Copy out the lines from the one containing "of the thick" through the one containing "<point>1097,72</point>", inclusive, changing "colorful house icon" to "multicolored house icon" and leaving everything else as it is.

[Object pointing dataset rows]
= = =
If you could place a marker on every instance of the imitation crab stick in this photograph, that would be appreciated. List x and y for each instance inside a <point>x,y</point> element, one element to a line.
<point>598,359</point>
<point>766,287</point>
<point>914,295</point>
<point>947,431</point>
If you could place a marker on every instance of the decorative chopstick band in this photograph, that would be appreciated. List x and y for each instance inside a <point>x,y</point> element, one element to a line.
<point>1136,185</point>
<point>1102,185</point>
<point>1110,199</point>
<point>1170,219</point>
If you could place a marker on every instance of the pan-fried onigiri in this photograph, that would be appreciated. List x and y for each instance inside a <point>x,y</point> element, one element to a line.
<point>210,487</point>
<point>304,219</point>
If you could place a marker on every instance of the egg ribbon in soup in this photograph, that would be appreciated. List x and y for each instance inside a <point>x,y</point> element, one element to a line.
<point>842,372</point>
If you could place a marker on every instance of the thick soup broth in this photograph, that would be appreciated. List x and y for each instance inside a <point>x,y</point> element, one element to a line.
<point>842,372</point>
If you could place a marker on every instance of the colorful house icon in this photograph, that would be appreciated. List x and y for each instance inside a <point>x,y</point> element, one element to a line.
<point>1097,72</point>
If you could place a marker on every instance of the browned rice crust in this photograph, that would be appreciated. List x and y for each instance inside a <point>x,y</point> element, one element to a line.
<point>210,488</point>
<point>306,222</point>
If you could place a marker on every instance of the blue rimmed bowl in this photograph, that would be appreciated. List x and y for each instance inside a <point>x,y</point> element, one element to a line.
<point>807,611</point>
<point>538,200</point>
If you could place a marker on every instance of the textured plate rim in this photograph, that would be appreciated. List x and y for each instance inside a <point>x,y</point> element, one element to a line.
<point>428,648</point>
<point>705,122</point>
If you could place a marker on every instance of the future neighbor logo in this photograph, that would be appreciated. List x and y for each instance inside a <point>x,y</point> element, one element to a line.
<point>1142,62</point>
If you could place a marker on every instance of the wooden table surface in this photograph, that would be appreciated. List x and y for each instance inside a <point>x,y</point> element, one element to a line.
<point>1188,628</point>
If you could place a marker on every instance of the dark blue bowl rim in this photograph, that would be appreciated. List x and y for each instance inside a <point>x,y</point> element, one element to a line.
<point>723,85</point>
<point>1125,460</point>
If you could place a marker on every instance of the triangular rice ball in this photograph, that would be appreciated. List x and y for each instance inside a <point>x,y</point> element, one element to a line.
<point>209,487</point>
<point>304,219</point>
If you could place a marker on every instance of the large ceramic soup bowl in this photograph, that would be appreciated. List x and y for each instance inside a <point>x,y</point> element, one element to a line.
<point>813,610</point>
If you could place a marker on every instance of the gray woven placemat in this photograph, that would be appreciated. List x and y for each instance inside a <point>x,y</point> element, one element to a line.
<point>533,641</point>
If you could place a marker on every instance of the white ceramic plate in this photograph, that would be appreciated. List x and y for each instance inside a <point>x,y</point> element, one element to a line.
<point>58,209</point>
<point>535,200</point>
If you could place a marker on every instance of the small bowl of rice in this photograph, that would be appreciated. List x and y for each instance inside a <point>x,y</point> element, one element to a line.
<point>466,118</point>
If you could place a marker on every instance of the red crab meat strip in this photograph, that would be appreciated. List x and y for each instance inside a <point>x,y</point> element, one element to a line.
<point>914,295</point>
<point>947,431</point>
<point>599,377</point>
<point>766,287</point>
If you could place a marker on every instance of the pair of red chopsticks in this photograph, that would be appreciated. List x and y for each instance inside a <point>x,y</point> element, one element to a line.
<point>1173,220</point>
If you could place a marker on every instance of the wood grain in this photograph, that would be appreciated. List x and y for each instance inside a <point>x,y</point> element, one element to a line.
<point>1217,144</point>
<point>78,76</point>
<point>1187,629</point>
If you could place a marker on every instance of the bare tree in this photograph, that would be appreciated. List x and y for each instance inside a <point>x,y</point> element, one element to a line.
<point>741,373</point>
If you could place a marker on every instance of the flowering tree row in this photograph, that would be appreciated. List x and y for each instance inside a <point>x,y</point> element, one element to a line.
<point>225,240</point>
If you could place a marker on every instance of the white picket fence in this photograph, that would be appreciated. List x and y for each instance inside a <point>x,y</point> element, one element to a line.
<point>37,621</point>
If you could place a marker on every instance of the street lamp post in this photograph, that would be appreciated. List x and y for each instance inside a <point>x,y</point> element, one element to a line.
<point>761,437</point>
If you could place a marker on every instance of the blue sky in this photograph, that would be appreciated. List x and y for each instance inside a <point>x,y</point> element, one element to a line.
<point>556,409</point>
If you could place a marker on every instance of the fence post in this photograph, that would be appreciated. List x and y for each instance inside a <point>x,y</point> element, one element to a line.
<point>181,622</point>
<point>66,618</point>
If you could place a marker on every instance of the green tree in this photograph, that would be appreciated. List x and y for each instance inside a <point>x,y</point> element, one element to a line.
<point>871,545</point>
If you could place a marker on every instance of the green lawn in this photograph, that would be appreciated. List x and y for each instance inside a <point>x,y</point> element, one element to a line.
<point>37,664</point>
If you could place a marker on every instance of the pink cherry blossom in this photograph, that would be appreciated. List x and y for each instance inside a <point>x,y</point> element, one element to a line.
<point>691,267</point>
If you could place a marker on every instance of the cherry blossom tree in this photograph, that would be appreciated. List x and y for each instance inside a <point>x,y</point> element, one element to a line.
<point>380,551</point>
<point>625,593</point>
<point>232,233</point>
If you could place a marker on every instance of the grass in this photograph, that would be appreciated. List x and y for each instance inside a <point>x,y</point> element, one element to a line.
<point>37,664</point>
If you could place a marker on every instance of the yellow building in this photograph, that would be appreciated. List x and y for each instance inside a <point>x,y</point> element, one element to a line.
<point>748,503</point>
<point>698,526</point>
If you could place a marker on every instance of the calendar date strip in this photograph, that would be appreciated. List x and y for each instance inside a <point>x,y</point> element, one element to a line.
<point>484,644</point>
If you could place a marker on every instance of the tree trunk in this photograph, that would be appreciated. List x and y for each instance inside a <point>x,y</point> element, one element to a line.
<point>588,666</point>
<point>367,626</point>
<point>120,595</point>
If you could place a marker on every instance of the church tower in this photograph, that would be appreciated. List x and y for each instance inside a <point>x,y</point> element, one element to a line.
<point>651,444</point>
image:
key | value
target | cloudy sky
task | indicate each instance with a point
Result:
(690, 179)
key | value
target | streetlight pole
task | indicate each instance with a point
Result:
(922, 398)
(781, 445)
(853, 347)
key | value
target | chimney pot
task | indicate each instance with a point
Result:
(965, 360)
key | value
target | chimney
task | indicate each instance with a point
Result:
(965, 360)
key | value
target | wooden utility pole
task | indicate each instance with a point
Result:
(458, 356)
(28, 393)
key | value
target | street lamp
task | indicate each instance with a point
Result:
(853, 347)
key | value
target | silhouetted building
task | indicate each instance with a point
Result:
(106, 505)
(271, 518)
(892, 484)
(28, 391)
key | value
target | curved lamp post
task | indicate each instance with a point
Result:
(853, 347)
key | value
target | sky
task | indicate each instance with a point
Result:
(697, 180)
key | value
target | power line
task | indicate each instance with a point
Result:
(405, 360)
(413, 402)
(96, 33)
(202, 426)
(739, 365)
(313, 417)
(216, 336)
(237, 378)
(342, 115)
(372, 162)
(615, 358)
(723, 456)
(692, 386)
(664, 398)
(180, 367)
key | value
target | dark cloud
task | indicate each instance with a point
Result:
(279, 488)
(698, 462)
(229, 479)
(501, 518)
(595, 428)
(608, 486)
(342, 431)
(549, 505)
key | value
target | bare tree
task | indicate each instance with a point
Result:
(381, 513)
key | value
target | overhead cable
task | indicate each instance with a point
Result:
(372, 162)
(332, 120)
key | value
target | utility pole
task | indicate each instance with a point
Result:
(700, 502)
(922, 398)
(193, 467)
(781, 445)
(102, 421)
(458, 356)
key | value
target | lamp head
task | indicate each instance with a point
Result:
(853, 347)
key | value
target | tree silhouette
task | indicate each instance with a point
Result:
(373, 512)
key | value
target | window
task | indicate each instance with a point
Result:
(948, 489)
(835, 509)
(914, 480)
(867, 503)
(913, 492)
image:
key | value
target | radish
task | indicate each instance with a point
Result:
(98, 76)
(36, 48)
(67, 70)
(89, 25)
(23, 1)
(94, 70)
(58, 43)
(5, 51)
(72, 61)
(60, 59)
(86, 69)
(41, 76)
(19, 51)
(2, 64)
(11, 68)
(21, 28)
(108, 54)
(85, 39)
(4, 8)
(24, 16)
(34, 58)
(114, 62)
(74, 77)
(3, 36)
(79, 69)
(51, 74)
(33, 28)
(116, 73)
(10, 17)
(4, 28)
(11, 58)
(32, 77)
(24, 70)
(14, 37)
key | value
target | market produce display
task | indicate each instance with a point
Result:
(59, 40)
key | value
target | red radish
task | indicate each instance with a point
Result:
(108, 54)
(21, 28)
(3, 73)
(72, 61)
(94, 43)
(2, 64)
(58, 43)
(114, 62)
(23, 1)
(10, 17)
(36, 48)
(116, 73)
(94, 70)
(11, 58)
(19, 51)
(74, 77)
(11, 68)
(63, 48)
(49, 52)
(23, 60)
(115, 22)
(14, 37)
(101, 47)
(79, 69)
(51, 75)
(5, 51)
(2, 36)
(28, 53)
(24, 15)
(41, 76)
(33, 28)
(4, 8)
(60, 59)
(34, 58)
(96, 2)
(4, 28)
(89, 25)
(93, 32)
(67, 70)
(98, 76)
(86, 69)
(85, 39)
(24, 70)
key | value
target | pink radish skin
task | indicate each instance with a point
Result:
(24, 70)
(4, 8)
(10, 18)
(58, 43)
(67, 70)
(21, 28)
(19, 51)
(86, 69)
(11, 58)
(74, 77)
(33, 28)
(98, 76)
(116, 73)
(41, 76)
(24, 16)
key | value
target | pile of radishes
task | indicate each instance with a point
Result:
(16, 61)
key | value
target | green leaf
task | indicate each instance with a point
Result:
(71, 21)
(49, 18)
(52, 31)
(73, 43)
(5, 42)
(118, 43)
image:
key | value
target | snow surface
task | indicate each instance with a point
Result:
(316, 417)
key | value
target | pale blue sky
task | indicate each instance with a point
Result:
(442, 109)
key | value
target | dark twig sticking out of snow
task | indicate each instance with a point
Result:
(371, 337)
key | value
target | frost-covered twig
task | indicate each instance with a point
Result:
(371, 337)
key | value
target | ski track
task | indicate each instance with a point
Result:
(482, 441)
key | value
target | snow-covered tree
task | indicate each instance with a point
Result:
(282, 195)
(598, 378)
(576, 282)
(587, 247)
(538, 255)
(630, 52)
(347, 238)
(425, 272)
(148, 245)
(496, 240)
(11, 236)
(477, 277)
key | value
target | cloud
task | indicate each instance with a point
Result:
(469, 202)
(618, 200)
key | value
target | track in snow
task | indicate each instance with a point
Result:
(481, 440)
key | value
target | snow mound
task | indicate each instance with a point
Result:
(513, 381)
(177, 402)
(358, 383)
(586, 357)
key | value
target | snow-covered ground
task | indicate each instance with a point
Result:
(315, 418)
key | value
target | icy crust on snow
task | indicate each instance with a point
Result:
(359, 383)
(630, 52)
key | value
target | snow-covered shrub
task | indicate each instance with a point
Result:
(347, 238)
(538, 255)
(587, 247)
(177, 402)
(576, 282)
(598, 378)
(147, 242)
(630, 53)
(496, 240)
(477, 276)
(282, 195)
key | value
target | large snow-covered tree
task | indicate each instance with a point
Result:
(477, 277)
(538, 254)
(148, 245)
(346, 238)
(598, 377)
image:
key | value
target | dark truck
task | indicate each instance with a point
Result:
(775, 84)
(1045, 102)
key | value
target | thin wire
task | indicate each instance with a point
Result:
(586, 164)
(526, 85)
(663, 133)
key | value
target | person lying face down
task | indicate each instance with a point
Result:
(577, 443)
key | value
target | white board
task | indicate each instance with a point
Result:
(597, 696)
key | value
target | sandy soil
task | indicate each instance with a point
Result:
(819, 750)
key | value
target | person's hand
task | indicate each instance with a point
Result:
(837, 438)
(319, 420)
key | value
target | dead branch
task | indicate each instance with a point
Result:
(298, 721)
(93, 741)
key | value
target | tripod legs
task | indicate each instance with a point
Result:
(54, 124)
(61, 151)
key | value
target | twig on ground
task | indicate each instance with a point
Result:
= = =
• [Exercise output]
If you could place a marker on every instance of the thick soup broth in this photograph, that would be appreciated. List x and y for each instance inside a <point>x,y</point> element, one element to a line.
<point>842,372</point>
If you could place a marker on every instance of the multicolored house icon in this photograph, that would be appreciated. List x and y for each instance inside a <point>x,y</point> element, one element to a line.
<point>1097,72</point>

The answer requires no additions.